-- RECORDS FOR THIS EXERCISE --
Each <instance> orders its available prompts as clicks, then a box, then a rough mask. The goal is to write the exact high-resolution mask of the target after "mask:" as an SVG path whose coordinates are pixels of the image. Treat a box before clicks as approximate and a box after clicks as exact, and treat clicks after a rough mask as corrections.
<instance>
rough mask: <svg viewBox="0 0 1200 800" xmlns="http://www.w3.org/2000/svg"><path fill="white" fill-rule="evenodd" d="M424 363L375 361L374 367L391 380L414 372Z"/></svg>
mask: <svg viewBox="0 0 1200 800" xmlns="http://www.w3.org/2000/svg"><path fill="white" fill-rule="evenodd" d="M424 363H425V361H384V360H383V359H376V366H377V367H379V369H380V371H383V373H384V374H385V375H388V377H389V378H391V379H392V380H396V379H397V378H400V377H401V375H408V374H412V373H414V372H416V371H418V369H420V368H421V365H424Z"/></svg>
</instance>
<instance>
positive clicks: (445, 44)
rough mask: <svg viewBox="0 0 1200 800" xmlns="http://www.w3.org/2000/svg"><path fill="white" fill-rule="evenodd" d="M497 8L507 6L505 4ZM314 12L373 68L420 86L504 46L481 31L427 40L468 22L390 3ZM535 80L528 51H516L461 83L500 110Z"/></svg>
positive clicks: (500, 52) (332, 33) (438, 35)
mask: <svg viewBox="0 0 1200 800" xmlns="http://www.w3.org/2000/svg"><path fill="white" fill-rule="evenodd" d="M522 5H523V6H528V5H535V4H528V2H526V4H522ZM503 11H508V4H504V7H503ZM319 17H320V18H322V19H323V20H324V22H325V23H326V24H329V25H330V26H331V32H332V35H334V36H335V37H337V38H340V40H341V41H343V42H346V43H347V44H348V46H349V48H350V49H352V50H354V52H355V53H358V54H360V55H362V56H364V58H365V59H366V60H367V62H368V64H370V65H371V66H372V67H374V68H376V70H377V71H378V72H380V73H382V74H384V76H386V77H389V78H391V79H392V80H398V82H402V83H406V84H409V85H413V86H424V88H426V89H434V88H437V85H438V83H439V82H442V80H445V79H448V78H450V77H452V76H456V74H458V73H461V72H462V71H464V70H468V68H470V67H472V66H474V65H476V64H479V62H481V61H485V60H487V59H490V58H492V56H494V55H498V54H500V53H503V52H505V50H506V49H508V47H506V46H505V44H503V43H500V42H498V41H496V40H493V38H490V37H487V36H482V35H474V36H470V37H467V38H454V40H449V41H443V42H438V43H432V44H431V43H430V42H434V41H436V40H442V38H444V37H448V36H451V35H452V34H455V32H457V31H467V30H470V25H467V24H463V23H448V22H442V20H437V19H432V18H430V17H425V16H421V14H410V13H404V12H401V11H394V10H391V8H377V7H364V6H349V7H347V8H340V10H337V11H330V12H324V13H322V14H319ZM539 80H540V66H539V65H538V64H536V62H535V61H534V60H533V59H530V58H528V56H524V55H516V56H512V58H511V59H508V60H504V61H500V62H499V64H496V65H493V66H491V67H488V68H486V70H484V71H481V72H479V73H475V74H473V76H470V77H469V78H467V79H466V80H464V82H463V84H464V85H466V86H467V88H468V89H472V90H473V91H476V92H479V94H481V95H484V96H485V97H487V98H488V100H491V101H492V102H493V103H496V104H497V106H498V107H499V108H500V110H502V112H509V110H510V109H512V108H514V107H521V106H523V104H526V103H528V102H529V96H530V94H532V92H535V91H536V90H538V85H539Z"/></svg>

-- BRIEF --
Copy the lines above, replacing every "rough mask" with "coarse mask" and leaving everything else unchanged.

-- RESPONSE --
Each <instance> orders its available prompts as clicks, then a box, then a coarse mask. The goal is to write the exact high-resolution mask of the target after "mask:" as an SVG path whose coordinates are pixels of the image. Treat a box before clicks as approximate and a box after clicks as exact, and treat clicks after a coarse mask as corrections.
<instance>
coarse mask: <svg viewBox="0 0 1200 800" xmlns="http://www.w3.org/2000/svg"><path fill="white" fill-rule="evenodd" d="M424 363L375 361L374 367L391 380L414 372Z"/></svg>
mask: <svg viewBox="0 0 1200 800" xmlns="http://www.w3.org/2000/svg"><path fill="white" fill-rule="evenodd" d="M424 363H425V361H384V360H383V359H376V366H377V367H379V369H380V371H383V373H384V374H385V375H388V377H389V378H391V379H392V380H396V379H397V378H400V377H401V375H408V374H412V373H414V372H416V371H418V369H420V368H421V365H424Z"/></svg>
</instance>
<instance>
positive clicks: (445, 44)
coarse mask: <svg viewBox="0 0 1200 800" xmlns="http://www.w3.org/2000/svg"><path fill="white" fill-rule="evenodd" d="M497 8L507 6L505 4ZM314 12L373 68L420 86L504 46L481 31L427 40L468 22L390 3ZM535 80L528 51H516L461 83L500 110Z"/></svg>
positive clicks: (500, 52) (332, 33) (438, 35)
mask: <svg viewBox="0 0 1200 800" xmlns="http://www.w3.org/2000/svg"><path fill="white" fill-rule="evenodd" d="M522 5H523V6H528V5H535V4H528V2H526V4H522ZM503 11H508V4H504V7H503ZM319 17H320V18H322V19H323V20H324V22H325V23H326V24H329V25H330V26H331V32H332V35H334V36H335V37H337V38H340V40H341V41H343V42H346V43H347V44H348V46H349V48H350V49H352V50H354V52H355V53H358V54H360V55H362V56H364V58H365V59H366V60H367V62H368V64H370V65H371V66H372V67H374V68H376V70H377V71H378V72H380V73H382V74H384V76H386V77H389V78H391V79H392V80H398V82H402V83H406V84H409V85H413V86H424V88H426V89H434V88H437V85H438V83H439V82H442V80H445V79H448V78H450V77H452V76H456V74H458V73H461V72H462V71H464V70H468V68H470V67H472V66H474V65H476V64H479V62H481V61H485V60H487V59H490V58H492V56H494V55H498V54H500V53H503V52H505V50H506V49H508V47H506V46H505V44H503V43H500V42H498V41H496V40H493V38H490V37H487V36H482V35H474V36H470V37H467V38H454V40H449V41H443V42H438V43H432V44H431V43H430V42H434V41H436V40H442V38H444V37H448V36H451V35H452V34H455V32H457V31H467V30H470V25H467V24H463V23H448V22H442V20H437V19H432V18H430V17H425V16H421V14H410V13H404V12H401V11H394V10H391V8H377V7H364V6H349V7H347V8H340V10H337V11H330V12H324V13H322V14H319ZM539 80H540V66H539V65H538V64H536V62H535V61H534V60H533V59H530V58H528V56H524V55H516V56H512V58H511V59H508V60H504V61H500V62H499V64H496V65H493V66H491V67H488V68H486V70H484V71H481V72H479V73H475V74H473V76H470V77H469V78H467V79H466V80H464V82H463V84H464V85H466V86H467V88H468V89H472V90H473V91H476V92H479V94H481V95H484V96H485V97H487V98H488V100H491V101H492V102H493V103H496V104H497V106H498V107H499V108H500V110H502V112H509V110H510V109H512V108H514V107H521V106H523V104H526V103H528V102H529V96H530V94H532V92H535V91H536V90H538V85H539Z"/></svg>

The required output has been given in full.